* **Was erwartet wird**
Schreibe sämtliche folgenden Zeilen Wort für Wort ab und lass die Bilder dabei weg.

* **Vorliegende Zeilen**
.....

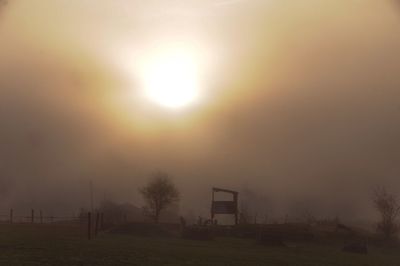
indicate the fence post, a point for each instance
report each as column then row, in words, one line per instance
column 97, row 224
column 89, row 225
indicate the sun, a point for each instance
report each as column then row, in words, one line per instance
column 171, row 79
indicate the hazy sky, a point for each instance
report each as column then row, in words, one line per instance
column 300, row 100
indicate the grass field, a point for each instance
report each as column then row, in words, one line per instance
column 61, row 245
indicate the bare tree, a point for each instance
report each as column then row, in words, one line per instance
column 158, row 194
column 389, row 210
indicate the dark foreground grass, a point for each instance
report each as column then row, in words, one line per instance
column 63, row 245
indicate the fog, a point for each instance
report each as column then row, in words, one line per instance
column 301, row 108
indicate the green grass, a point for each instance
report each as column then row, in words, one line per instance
column 66, row 245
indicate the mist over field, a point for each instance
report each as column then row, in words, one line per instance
column 301, row 104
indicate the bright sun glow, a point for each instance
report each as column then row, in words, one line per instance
column 171, row 79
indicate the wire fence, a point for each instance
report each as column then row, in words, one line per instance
column 91, row 223
column 37, row 217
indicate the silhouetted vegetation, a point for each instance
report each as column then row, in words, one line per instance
column 159, row 194
column 389, row 209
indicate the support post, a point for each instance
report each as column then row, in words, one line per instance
column 97, row 224
column 89, row 225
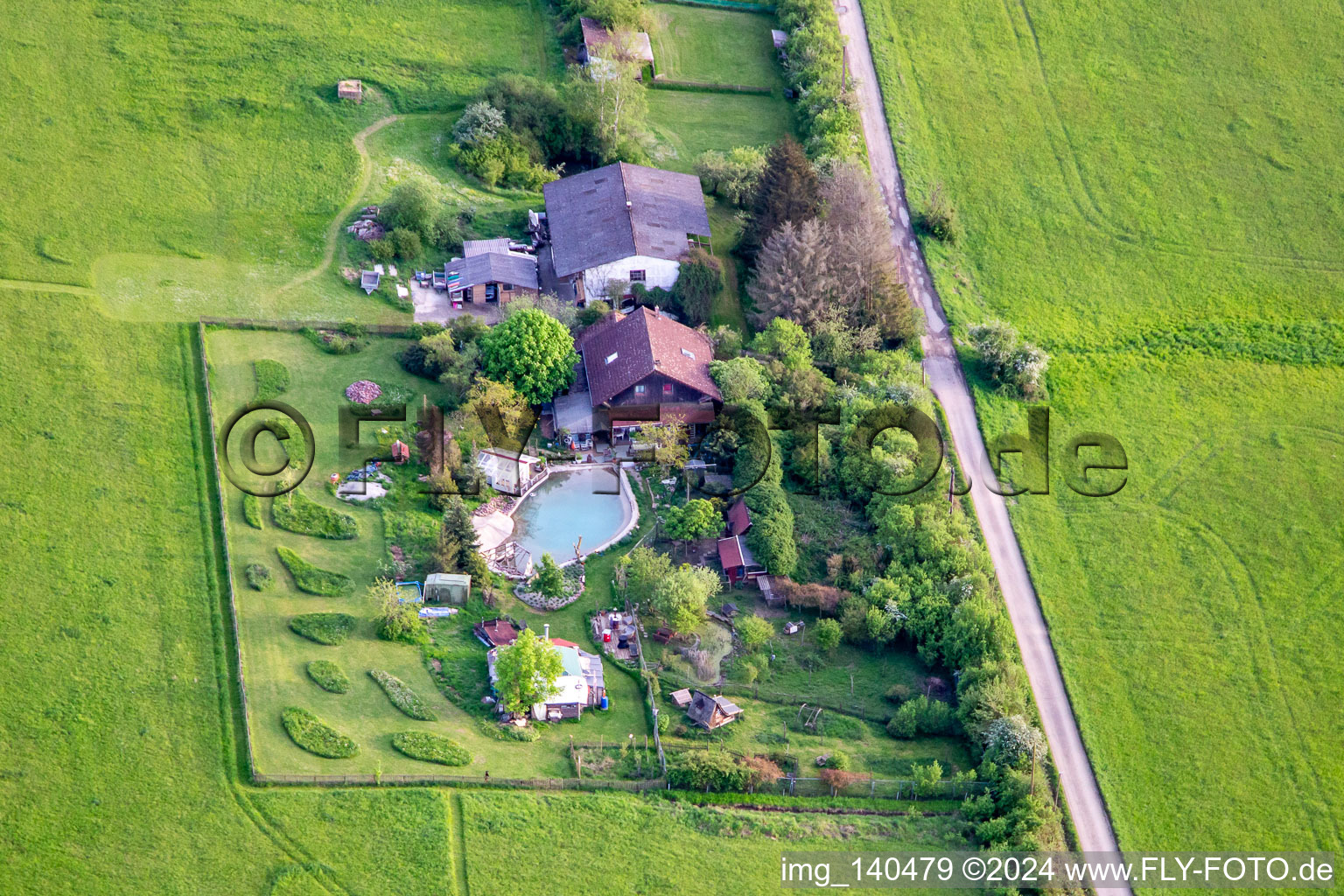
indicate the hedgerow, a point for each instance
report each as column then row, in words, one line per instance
column 296, row 512
column 258, row 577
column 402, row 696
column 312, row 579
column 428, row 747
column 316, row 737
column 252, row 511
column 328, row 676
column 272, row 378
column 324, row 627
column 815, row 69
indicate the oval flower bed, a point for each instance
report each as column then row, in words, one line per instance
column 426, row 747
column 316, row 737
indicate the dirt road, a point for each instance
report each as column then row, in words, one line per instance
column 949, row 386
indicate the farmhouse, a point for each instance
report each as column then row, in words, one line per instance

.....

* **Antwort zur Aufgabe**
indicate the fence post, a point for each instance
report each as column then row, in words, one line per instance
column 97, row 224
column 89, row 225
indicate the sun, a point for each instance
report each as column then row, in words, one line per instance
column 171, row 79
indicate the hazy sky, a point for each instance
report each as column then row, in words, one line per instance
column 300, row 100
indicate the grass field, a point for each instance
report each as column then row, in words, one line per instance
column 61, row 245
indicate the bare tree, a point for each instance
report each as column then row, in words, one line per instance
column 158, row 194
column 389, row 210
indicate the dark foreground grass, a point for each instance
report each as column then row, in words, one line per instance
column 63, row 245
indicate the fog, a point for each instance
report each as column then row, in words, one line per instance
column 301, row 108
indicate the green grass, a point for each instance
report each as column then row, in words, one line per instance
column 66, row 245
indicate the mist over field, a point for each instance
report each as column then row, in words, one line per instance
column 301, row 104
indicate the bright sun glow, a point for each instance
report each as column then row, in words, one line per instance
column 171, row 79
indicate the wire fence, a point for each instance
report each as column then row, in words, one line per instance
column 91, row 223
column 37, row 217
indicate the silhouetted vegetation, a point for each instance
report each as column then row, in words, one line per instance
column 159, row 194
column 389, row 209
indicate the support post, a point for each instance
report each as column then row, in words, one line per instance
column 97, row 224
column 89, row 225
indicate the hedgerow, a point for each instance
report each as column then row, in words, one line per instance
column 296, row 512
column 258, row 577
column 402, row 696
column 312, row 579
column 428, row 747
column 316, row 737
column 252, row 511
column 328, row 676
column 272, row 378
column 324, row 627
column 815, row 69
indicate the oval flower bed, a point for each instance
report each as column then row, in words, one line per instance
column 426, row 747
column 316, row 737
indicate the dirt road, a point for each instance
report each as column then row, in words, one line per instance
column 949, row 386
indicate the farmhouse, a point for each instance
report each as column then row, in words, one line per instance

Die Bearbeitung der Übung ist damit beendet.